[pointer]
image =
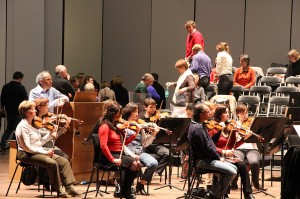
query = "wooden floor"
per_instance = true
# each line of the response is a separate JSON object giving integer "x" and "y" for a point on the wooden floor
{"x": 164, "y": 193}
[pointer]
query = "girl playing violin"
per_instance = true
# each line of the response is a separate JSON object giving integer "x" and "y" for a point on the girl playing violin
{"x": 227, "y": 142}
{"x": 30, "y": 151}
{"x": 135, "y": 148}
{"x": 158, "y": 149}
{"x": 111, "y": 144}
{"x": 248, "y": 150}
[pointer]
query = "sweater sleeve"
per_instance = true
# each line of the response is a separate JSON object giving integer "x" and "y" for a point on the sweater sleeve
{"x": 103, "y": 135}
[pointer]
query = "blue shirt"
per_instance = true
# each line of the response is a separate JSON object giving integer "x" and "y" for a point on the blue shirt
{"x": 201, "y": 64}
{"x": 153, "y": 92}
{"x": 51, "y": 94}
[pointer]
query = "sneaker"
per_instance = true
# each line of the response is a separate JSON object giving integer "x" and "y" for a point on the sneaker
{"x": 234, "y": 186}
{"x": 71, "y": 191}
{"x": 2, "y": 150}
{"x": 62, "y": 194}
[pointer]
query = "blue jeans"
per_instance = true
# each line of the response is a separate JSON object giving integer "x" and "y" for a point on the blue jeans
{"x": 227, "y": 170}
{"x": 151, "y": 164}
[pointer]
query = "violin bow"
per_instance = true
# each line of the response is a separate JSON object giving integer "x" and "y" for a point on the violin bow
{"x": 123, "y": 143}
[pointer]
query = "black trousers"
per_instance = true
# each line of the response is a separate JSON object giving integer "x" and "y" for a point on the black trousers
{"x": 161, "y": 151}
{"x": 225, "y": 84}
{"x": 242, "y": 169}
{"x": 12, "y": 123}
{"x": 204, "y": 82}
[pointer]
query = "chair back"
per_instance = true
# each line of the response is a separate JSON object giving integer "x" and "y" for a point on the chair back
{"x": 292, "y": 80}
{"x": 99, "y": 157}
{"x": 275, "y": 71}
{"x": 270, "y": 81}
{"x": 286, "y": 90}
{"x": 252, "y": 102}
{"x": 264, "y": 90}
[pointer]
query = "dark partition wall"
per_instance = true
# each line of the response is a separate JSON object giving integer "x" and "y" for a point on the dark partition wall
{"x": 221, "y": 21}
{"x": 295, "y": 39}
{"x": 83, "y": 37}
{"x": 168, "y": 37}
{"x": 126, "y": 40}
{"x": 267, "y": 31}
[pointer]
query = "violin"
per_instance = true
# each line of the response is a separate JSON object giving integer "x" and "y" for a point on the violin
{"x": 60, "y": 118}
{"x": 157, "y": 115}
{"x": 38, "y": 123}
{"x": 212, "y": 124}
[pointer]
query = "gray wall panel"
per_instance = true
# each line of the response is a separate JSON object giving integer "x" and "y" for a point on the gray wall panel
{"x": 53, "y": 33}
{"x": 25, "y": 39}
{"x": 295, "y": 41}
{"x": 126, "y": 40}
{"x": 2, "y": 51}
{"x": 221, "y": 21}
{"x": 2, "y": 41}
{"x": 168, "y": 37}
{"x": 267, "y": 31}
{"x": 83, "y": 35}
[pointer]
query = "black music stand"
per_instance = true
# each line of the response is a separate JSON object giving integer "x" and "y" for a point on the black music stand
{"x": 178, "y": 127}
{"x": 268, "y": 128}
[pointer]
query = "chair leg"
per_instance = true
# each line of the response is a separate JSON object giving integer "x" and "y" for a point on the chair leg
{"x": 91, "y": 178}
{"x": 20, "y": 180}
{"x": 12, "y": 179}
{"x": 98, "y": 183}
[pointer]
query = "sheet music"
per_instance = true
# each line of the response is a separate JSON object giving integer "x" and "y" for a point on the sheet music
{"x": 297, "y": 128}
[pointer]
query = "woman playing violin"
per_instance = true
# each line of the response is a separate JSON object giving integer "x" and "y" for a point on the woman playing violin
{"x": 227, "y": 142}
{"x": 135, "y": 148}
{"x": 248, "y": 150}
{"x": 41, "y": 107}
{"x": 111, "y": 144}
{"x": 41, "y": 112}
{"x": 30, "y": 151}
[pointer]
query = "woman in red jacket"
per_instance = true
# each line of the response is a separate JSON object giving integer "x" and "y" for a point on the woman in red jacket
{"x": 111, "y": 140}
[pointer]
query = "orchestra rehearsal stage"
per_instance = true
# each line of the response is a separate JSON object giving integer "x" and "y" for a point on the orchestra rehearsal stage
{"x": 164, "y": 193}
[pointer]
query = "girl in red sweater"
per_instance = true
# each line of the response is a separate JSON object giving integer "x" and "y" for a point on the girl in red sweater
{"x": 111, "y": 145}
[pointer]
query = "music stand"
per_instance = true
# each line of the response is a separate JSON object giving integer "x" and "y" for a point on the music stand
{"x": 178, "y": 127}
{"x": 268, "y": 128}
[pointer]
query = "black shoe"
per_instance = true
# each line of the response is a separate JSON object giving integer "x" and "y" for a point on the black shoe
{"x": 258, "y": 187}
{"x": 141, "y": 188}
{"x": 210, "y": 196}
{"x": 128, "y": 195}
{"x": 226, "y": 196}
{"x": 117, "y": 191}
{"x": 249, "y": 196}
{"x": 2, "y": 150}
{"x": 234, "y": 186}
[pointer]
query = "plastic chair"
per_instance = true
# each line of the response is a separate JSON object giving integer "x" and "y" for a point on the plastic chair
{"x": 292, "y": 80}
{"x": 286, "y": 90}
{"x": 23, "y": 165}
{"x": 101, "y": 164}
{"x": 264, "y": 92}
{"x": 275, "y": 71}
{"x": 276, "y": 105}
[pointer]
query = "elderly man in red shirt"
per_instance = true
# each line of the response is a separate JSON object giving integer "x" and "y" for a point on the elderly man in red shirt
{"x": 194, "y": 37}
{"x": 244, "y": 75}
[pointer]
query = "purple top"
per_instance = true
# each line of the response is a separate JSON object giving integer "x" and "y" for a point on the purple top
{"x": 201, "y": 64}
{"x": 153, "y": 92}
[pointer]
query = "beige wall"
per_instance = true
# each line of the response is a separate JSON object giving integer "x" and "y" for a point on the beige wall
{"x": 104, "y": 38}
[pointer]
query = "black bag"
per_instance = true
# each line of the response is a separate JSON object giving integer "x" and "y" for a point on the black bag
{"x": 2, "y": 112}
{"x": 104, "y": 98}
{"x": 180, "y": 99}
{"x": 29, "y": 175}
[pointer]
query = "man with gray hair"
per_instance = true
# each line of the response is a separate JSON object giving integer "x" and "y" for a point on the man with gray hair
{"x": 61, "y": 83}
{"x": 44, "y": 89}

> **Task prompt**: Transcribe the complete set of entries verbatim. No pictures belong in the copy.

> **Output for this exercise**:
[pointer]
image =
query = "wooden floor"
per_instance = true
# each line of the response is a separate JSON object giving integer "x" and "y" for a point on the wooden floor
{"x": 164, "y": 193}
[pointer]
query = "girl playing violin"
per_instance = true
# each line of the response is a separate JSON object giving integer "x" and "y" for a point on the girl playing violin
{"x": 227, "y": 142}
{"x": 30, "y": 151}
{"x": 135, "y": 148}
{"x": 158, "y": 149}
{"x": 111, "y": 144}
{"x": 248, "y": 150}
[pointer]
query = "sweater sleeve"
per_instance = true
# each line of the response is a separate JSON object giving integer "x" and "y" for a point on the sweater sleeve
{"x": 103, "y": 135}
[pointer]
query = "blue shirt"
per_instance = true
# each line of the response is a separate JSON object giving integer "x" and "y" for a point on the blue shirt
{"x": 201, "y": 64}
{"x": 153, "y": 92}
{"x": 51, "y": 94}
[pointer]
query = "sneaker"
per_instance = true
# each line of the response is a separate JSON object giving integer "x" and "y" for a point on the sneaker
{"x": 234, "y": 186}
{"x": 71, "y": 191}
{"x": 2, "y": 150}
{"x": 62, "y": 194}
[pointer]
query = "blue jeans"
per_instance = true
# each line of the response is a separate JSON object giving integer "x" and "y" for a point on the blue jeans
{"x": 227, "y": 170}
{"x": 151, "y": 164}
[pointer]
query = "violin bow"
per_instance = true
# each line of the response is a separate JSON object giving integer "x" and "y" for a point on the violin bow
{"x": 123, "y": 143}
[pointer]
query = "black trousers"
per_instance = true
# each line of the response is a separate JSON object giving integer "x" and "y" for a point on the black trousers
{"x": 161, "y": 151}
{"x": 225, "y": 84}
{"x": 242, "y": 169}
{"x": 12, "y": 123}
{"x": 204, "y": 82}
[pointer]
query = "chair back"
per_instance = true
# each line of the response is a separate JSON object giving integer "x" and "y" for a point on the chair back
{"x": 292, "y": 80}
{"x": 99, "y": 157}
{"x": 275, "y": 71}
{"x": 270, "y": 81}
{"x": 286, "y": 90}
{"x": 252, "y": 102}
{"x": 264, "y": 90}
[pointer]
query = "dark partition wall"
per_instance = true
# each line of the response is a separate JSON object giving integer "x" and "y" for a point on the dark partition wall
{"x": 221, "y": 21}
{"x": 295, "y": 39}
{"x": 83, "y": 37}
{"x": 168, "y": 37}
{"x": 126, "y": 40}
{"x": 267, "y": 31}
[pointer]
query = "violin"
per_instance = true
# each line of the response is a separate JSON object giving integer "x" and "y" for a point on the violin
{"x": 60, "y": 118}
{"x": 157, "y": 115}
{"x": 38, "y": 123}
{"x": 212, "y": 124}
[pointer]
query = "gray wall panel"
per_instance = true
# each line of the response is a separate JSON object giving integer "x" and "y" for a point on the gray wall panel
{"x": 53, "y": 33}
{"x": 25, "y": 39}
{"x": 295, "y": 41}
{"x": 126, "y": 40}
{"x": 2, "y": 51}
{"x": 221, "y": 21}
{"x": 2, "y": 41}
{"x": 168, "y": 37}
{"x": 267, "y": 31}
{"x": 83, "y": 35}
[pointer]
query = "black music stand"
per_instance = true
# each line of the response is a separate JSON object giving integer "x" and "y" for a point on the black music stand
{"x": 178, "y": 127}
{"x": 268, "y": 128}
[pointer]
query = "chair leg"
per_instance = true
# each line of the response is a separate JSON object giving integer "x" and "y" for a point on the chair leg
{"x": 91, "y": 178}
{"x": 20, "y": 180}
{"x": 12, "y": 179}
{"x": 98, "y": 183}
[pointer]
query = "sheet music"
per_instance = true
# each line of the response is a separate JSON object giving integer "x" and "y" for a point on the sheet music
{"x": 297, "y": 128}
[pointer]
query = "woman playing violin"
per_instance = true
# each line of the response is a separate JSON object giving integer "x" and "y" for a point on the woman playing violin
{"x": 227, "y": 142}
{"x": 135, "y": 148}
{"x": 248, "y": 150}
{"x": 41, "y": 107}
{"x": 111, "y": 144}
{"x": 41, "y": 112}
{"x": 30, "y": 151}
[pointer]
query = "woman in red jacket"
per_instance = true
# each line of the response is a separate JSON object giving integer "x" and "y" for a point on the woman in red jacket
{"x": 111, "y": 140}
[pointer]
query = "orchestra rehearsal stage"
per_instance = true
# each line of the response is a separate JSON object giving integer "x" and "y" for a point on the orchestra rehearsal stage
{"x": 164, "y": 193}
[pointer]
query = "girl in red sweater"
per_instance = true
# each line of the response is a separate JSON object giving integer "x" and "y" for a point on the girl in red sweater
{"x": 111, "y": 145}
[pointer]
query = "music stand"
per_instance = true
# each line of the response is a separate JSON object giving integer "x" and "y" for a point on the music stand
{"x": 178, "y": 127}
{"x": 268, "y": 128}
[pointer]
query = "black shoe"
per_instance = true
# each line of the response is a separate JSON object giving integer "x" and "y" for a point on the black shoe
{"x": 258, "y": 187}
{"x": 141, "y": 188}
{"x": 210, "y": 196}
{"x": 128, "y": 195}
{"x": 226, "y": 196}
{"x": 117, "y": 191}
{"x": 249, "y": 196}
{"x": 2, "y": 150}
{"x": 234, "y": 186}
[pointer]
query = "plastic chair"
per_instance = true
# each line of the response is a separate JSON object giving integer "x" and "y" for a point on the plastic chair
{"x": 292, "y": 80}
{"x": 286, "y": 90}
{"x": 23, "y": 165}
{"x": 101, "y": 164}
{"x": 264, "y": 92}
{"x": 275, "y": 71}
{"x": 276, "y": 105}
[pointer]
query = "elderly man in red shirt"
per_instance = true
# each line of the response is a separate JSON object giving integer "x" and "y" for a point on the elderly man in red shirt
{"x": 194, "y": 37}
{"x": 244, "y": 75}
[pointer]
query = "purple top"
per_instance = true
# each line of the response is a separate JSON object giving integer "x" and "y" for a point on the purple top
{"x": 201, "y": 64}
{"x": 153, "y": 92}
[pointer]
query = "beige wall"
per_instance = true
# each line of the response is a separate JSON object giving integer "x" and "y" for a point on the beige wall
{"x": 104, "y": 38}
[pointer]
query = "black bag"
per_instance = true
# each line of the response is a separate JSON object giving integer "x" and "y" for a point on the black bag
{"x": 2, "y": 112}
{"x": 104, "y": 98}
{"x": 180, "y": 99}
{"x": 29, "y": 175}
[pointer]
query = "man with gray hair"
per_instance = true
# each line of the response is a separate JSON object giving integer "x" and "y" for a point on the man with gray hair
{"x": 61, "y": 83}
{"x": 44, "y": 89}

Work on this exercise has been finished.